In light of the world financial crisis of 2007-2008, the stock markets in also India fell a number of times in 2007 as well as 2008.

On 21st Jan 2008, BSE fell by 1408 points to 17,605 leading to one of the largest erosions in investor wealth.

BSE stopped trading for a while at 2:30 pm due to a technical snag, although its circuit filter allows swings of up to 15% before stopping the trading for an hour.

Referred to in the media as “Black Monday”, the fall was blamed by analysts at HSBC mutual fund and JP Morgan due to many reasons, such as:

  • Change in the global investment climate,
  • Fear of the United States economy going into recession,
  • FIIs and foreign hedge funds selling, in order to reallocate their funds from risky emerging markets to stable developed markets,
  • A cut in the US interest rates,
  • Global bourses (often referred to as event-related volatility),
  • Volatility in the commodity market,
  • Combination of global and local factors,
  • Huge build-ups in derivative positions leading to margin calls

Sensex crashed by 61% in 1 year, it jumped by 157% in 1 ½ years post that

#5. Crash of 2010

Sensex corrected by 28% in 1 year, it jumped by 96% in 3 years post that.

#6. Crash of 2015

The crash of 2015 was also a huge bolt to the Indian economy as it came at a time when the country was registering significant growth.

════════

(Tasks to complete)
- A) According to the passage on Indian stock market crashes, by how many points did the BSE fall on 21st Jan 2008?
- B) In one to three sentences, state the reason the passage on Indian stock market crashes gives for FIIs and foreign hedge funds selling.
- C) Carry on the passage on Indian stock market crashes, picking up after its final sentence.
The rows that come next have no connection to the passage on Indian stock market crashes.

════════

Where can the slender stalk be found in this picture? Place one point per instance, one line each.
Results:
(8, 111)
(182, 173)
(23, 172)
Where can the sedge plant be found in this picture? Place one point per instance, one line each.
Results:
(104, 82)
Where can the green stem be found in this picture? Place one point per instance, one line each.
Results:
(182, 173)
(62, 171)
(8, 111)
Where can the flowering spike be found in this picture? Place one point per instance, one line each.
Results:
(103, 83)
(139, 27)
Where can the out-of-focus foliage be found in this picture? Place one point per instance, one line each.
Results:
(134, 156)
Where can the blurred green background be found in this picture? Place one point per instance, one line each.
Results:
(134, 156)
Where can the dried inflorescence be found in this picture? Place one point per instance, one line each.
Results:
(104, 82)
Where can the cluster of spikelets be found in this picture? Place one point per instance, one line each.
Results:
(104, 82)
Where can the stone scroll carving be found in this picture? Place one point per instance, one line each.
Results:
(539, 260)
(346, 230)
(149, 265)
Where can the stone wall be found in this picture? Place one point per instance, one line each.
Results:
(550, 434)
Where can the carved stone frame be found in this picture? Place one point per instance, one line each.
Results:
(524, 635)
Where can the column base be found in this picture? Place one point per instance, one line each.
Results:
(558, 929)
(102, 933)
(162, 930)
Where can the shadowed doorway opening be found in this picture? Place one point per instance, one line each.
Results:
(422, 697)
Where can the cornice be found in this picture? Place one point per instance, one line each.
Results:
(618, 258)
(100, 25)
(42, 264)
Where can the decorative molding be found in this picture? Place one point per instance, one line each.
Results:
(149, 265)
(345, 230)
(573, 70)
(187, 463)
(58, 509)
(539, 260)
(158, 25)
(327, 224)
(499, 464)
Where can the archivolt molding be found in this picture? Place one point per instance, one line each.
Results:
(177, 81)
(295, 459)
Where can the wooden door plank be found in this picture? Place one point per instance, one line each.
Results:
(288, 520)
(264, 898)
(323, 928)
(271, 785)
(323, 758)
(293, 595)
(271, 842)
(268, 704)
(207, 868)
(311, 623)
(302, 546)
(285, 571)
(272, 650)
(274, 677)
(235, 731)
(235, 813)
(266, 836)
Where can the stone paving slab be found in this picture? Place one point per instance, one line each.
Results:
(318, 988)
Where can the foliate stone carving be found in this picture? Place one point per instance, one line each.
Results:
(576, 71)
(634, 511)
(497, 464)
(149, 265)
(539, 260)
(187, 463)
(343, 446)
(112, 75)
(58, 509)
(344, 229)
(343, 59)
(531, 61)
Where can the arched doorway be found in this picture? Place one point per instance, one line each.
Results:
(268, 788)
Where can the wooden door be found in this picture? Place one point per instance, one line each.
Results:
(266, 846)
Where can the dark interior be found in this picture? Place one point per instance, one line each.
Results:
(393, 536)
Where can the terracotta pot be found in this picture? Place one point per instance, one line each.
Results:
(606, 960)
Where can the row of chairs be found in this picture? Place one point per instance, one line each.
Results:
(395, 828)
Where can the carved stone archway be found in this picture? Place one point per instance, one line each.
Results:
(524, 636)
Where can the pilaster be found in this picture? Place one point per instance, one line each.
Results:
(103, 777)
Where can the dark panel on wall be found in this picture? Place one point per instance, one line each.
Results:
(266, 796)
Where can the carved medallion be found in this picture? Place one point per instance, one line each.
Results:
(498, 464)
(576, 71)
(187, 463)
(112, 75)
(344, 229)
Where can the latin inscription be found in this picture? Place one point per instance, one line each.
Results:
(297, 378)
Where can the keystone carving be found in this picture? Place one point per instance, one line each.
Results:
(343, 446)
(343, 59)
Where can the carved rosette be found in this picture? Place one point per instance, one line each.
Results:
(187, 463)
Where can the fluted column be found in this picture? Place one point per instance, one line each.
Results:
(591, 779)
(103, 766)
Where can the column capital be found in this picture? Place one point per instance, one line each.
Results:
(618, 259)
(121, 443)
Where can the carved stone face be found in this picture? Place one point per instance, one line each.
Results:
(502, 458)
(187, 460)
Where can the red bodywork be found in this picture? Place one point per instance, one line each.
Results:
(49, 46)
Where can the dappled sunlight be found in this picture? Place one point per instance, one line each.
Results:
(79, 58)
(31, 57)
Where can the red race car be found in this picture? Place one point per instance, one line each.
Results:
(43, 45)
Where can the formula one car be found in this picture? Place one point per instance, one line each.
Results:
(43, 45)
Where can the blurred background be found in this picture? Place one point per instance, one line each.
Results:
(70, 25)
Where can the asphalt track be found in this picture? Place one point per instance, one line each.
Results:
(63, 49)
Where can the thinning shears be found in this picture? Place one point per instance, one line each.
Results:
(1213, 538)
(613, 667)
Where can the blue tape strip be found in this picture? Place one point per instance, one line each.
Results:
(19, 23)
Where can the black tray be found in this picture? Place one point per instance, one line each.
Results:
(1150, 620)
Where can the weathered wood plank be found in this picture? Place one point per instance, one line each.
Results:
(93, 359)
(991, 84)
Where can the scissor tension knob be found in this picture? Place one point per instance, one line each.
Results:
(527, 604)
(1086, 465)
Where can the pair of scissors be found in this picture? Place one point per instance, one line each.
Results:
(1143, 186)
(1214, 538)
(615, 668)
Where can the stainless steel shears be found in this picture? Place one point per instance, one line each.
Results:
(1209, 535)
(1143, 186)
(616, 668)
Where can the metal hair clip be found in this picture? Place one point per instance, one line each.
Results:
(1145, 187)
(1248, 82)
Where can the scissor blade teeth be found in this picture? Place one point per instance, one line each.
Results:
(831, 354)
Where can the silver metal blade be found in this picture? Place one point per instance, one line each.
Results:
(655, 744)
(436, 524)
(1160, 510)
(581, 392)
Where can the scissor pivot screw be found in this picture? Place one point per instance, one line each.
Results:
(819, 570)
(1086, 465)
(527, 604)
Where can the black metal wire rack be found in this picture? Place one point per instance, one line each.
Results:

════════

(Solved problems)
- A) The BSE fell by 1408 points, to 17,605.

- B) They sold in order to reallocate their funds from risky emerging markets to stable developed markets.

- C)
On 24 August 2015, BSE sensex crashed by 1,624 points and NSE fell by 490 points. Finally, BSE closed at 25,741 points and Nifty closed at 7,809 points.

The reason given for this crash was a ripple effect due to fear of a slowdown in China, as the Yuan had been devalued two weeks ago leading to a fall in the currency rates of other countries and the rapid selling of stocks in China and India.

Sensex corrected by 23% in 1 year, and got handsome returns after that.

#7. Crash of 2018

Markets have already corrected 10 to 15% from its peak.


From all the above crashes in the past, only one thing is common, no matter how deep Sensex nosedives, history still favors the bear.


Those who continued their SIPs during market falls benefited the most. Markets never give an indication before bouncing back!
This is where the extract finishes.